Extract provided:
▽

The Luban Workshop, a Chinese vocational workshop program training talent overseas, represents a win-win model for international vocational education cooperation.

The program, named after Lu Ban, an ancient Chinese woodcraft master, attracted much attention at the World Vocational and Technical Education Development Conference in North China's port city of Tianjin. On Friday and Saturday, about 700 participants from over 120 countries and regions attended the event online and in person.

A 3D printing machine for vocational training in South Africa's Luban Workshop exhibition booth attracted many visitors.

"With the help of industry-vocational education integration, enterprises undergoing rapid transformation can more easily recruit workers specialized in new technology," said Duan Wenyan with Tianjin Vocational Institute, which co-founded the workshop in South Africa.

Vocational education is closely following the industrial demand, serving the promotion of new technologies and industrial upgrades, Duan said. "The expo provides the industry a platform for mutual exchange and learning," she said.

The Luban Workshop program aims to promote vocational education exchanges and cooperation between China and other countries and regions that are committed to cultivating urgently needed technical talent.

So far, 20 such workshops have been built in 19 countries, including Thailand, Britain, India, Indonesia, Pakistan, Cambodia and Portugal.

"Cooperation and vocational education provide answers to some of our challenges," said Muferihat Kamil Ahmed, Ethiopia's minister of labor and skills.

"Ethiopia has a strong desire to expand the Luban Workshop so that it also covers our regional states," she added during the conference.

A Luban workshop was built in Thailand in 2016, which has helped Thai students learn subjects ranging from new energy cars to high-speed rail.

Thai student Arissara Jitnok studied mechatronics there and went on to study further at a university in Tianjin. Jitnok plans to join a China-funded enterprise after graduation.

△

[Labeled contour entries]
▽

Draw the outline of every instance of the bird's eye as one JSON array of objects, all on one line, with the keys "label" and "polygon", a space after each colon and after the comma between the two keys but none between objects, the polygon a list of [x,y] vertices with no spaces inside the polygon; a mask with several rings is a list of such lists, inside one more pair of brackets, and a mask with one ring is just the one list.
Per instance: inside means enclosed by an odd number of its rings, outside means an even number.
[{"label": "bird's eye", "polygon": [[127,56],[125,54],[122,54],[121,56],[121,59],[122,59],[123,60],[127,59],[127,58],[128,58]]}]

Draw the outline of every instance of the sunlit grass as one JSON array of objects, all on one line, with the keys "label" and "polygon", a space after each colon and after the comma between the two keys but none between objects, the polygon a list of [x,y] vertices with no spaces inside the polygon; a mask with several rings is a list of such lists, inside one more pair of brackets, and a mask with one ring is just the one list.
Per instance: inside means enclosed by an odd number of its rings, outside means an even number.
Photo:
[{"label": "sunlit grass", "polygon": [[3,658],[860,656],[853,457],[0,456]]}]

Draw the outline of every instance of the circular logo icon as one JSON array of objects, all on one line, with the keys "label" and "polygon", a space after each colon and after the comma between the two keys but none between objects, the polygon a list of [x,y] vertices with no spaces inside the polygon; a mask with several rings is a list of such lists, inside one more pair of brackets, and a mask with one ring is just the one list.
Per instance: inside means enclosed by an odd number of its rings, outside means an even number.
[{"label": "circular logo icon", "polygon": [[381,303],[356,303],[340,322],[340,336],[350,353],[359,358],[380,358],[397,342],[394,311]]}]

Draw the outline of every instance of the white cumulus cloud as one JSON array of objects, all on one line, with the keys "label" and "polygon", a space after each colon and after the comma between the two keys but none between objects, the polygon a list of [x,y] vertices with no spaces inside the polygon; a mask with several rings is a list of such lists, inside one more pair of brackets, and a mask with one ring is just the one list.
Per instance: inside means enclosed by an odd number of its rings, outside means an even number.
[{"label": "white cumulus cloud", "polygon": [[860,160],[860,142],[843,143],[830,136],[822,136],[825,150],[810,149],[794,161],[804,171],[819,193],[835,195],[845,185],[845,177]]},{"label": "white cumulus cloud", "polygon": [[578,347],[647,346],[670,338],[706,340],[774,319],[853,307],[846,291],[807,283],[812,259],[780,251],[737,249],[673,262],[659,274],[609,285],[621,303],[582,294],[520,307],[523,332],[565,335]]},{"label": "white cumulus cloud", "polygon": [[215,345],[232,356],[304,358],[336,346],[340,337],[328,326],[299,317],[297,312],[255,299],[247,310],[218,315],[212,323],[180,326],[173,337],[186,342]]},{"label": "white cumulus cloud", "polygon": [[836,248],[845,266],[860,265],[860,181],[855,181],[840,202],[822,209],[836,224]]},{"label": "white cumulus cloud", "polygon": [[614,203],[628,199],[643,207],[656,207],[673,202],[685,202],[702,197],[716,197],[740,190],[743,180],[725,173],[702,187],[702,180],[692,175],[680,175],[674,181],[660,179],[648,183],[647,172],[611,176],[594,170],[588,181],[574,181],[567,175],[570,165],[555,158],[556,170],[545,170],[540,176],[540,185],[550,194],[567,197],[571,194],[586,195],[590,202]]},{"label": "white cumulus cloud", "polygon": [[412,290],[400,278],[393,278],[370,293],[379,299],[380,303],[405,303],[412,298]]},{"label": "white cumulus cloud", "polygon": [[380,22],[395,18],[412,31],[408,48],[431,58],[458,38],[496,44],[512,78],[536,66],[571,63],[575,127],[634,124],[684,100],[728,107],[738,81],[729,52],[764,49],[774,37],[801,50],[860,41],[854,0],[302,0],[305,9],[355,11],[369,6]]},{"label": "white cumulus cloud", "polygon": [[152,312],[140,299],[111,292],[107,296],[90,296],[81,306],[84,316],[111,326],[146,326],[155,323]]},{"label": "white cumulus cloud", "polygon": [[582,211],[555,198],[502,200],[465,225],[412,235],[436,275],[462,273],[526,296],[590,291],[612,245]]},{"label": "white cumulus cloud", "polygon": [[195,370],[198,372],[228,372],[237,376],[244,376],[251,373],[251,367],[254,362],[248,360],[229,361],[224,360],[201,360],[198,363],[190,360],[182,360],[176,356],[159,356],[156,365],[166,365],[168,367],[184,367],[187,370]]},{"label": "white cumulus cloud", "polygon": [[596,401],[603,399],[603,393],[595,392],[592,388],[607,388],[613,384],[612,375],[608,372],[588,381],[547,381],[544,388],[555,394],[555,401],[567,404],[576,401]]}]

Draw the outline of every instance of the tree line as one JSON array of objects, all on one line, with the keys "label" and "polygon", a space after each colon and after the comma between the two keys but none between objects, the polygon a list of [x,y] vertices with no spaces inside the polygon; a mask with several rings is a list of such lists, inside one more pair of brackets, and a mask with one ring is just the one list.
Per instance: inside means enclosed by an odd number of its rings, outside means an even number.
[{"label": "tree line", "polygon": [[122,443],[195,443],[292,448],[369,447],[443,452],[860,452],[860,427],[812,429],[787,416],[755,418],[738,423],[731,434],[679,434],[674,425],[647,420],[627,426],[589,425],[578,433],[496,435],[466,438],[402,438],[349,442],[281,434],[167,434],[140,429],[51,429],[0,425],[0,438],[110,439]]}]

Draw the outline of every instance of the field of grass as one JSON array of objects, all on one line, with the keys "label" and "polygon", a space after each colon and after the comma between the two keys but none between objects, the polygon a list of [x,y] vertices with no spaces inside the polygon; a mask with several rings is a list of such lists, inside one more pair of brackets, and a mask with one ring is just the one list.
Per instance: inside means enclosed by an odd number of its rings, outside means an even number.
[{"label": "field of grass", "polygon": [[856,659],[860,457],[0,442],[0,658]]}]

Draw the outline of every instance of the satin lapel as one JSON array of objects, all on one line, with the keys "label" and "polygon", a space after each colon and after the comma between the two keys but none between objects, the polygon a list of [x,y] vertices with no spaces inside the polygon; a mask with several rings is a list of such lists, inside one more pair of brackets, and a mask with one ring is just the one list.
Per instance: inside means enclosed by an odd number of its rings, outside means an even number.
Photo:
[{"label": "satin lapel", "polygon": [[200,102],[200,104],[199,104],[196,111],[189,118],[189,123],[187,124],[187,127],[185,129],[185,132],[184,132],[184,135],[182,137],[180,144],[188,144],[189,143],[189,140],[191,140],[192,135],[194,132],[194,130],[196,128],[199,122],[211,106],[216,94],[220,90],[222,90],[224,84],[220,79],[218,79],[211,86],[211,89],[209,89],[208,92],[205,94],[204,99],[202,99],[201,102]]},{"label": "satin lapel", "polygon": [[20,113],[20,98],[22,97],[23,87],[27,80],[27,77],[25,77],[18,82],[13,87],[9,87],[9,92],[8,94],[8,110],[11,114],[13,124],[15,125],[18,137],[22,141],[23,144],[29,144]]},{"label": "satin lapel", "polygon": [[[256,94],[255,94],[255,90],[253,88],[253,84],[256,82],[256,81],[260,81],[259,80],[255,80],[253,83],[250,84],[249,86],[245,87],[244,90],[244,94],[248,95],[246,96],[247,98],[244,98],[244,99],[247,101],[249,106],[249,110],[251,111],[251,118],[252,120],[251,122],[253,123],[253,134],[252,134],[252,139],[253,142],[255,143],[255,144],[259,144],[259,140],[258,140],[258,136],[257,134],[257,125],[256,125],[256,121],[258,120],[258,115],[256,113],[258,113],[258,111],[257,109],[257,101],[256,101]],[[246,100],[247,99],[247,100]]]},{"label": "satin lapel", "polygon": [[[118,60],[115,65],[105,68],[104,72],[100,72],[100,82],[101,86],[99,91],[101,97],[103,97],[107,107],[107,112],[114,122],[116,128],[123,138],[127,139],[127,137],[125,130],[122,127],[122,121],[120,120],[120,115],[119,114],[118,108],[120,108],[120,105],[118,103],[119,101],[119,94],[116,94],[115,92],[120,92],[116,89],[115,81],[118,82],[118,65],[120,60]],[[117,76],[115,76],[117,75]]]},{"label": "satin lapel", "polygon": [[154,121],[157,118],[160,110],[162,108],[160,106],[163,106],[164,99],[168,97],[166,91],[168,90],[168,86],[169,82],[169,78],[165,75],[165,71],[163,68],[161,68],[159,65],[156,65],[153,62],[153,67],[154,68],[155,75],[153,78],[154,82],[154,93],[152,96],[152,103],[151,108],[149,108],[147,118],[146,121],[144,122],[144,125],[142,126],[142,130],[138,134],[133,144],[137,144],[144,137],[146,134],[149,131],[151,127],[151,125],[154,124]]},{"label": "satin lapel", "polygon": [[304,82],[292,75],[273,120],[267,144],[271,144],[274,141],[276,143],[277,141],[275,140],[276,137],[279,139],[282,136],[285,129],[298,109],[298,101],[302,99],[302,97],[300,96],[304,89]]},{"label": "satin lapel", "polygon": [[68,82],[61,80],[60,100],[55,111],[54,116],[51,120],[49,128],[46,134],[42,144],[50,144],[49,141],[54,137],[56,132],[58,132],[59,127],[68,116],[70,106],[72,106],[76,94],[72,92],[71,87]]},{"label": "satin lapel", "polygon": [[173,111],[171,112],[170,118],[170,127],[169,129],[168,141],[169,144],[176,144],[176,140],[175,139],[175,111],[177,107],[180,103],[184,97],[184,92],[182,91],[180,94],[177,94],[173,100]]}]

△

Exercise set:
(1) Answer these questions from the Luban Workshop article:
(a) How many participants attended the conference in Tianjin, and from how many countries and regions?
(b) In what year was a Luban workshop built in Thailand?
(c) Which institute co-founded the workshop in South Africa?
(2) Can you go on with the Luban Workshop article, picking up right after its final sentence?
The rows are separate material and have no connection to the Luban Workshop article.

Answers for the exercise:
(1)
(a) About 700 participants from over 120 countries and regions.
(b) 2016.
(c) Tianjin Vocational Institute.

(2)
"I would never have got the chance to further my study in China and then be able to find a good job when I return home if I hadn't taken vocational education at the Luban Workshop in Thailand," said Jitnok, 23.

Data shows that more than 3,200 students have taken vocational education in Luban workshops worldwide. Over 11,000 people have been trained for both China-funded and local enterprises in the partner countries.

Teachers in the partner countries also have opportunities to polish their educational skills in China.

"I have gained a lot from China's Luban Workshop and Chinese teachers," said Mohamed Ahmed Ali Baioumy Mohamed, a teacher at the Advanced Technical School for Maintenance Technology in Cairo.

"At the workshop, I learned how to use modern machines and how to use the advanced numerically controlled machine tools. I'll pass on what I have learned in China to my colleagues and students," he said.

The Luban Workshop in India trains people in equipment manufacturing and new energy for China-funded companies there, while the workshop in Britain has brought Chinese food and culture to British chefs.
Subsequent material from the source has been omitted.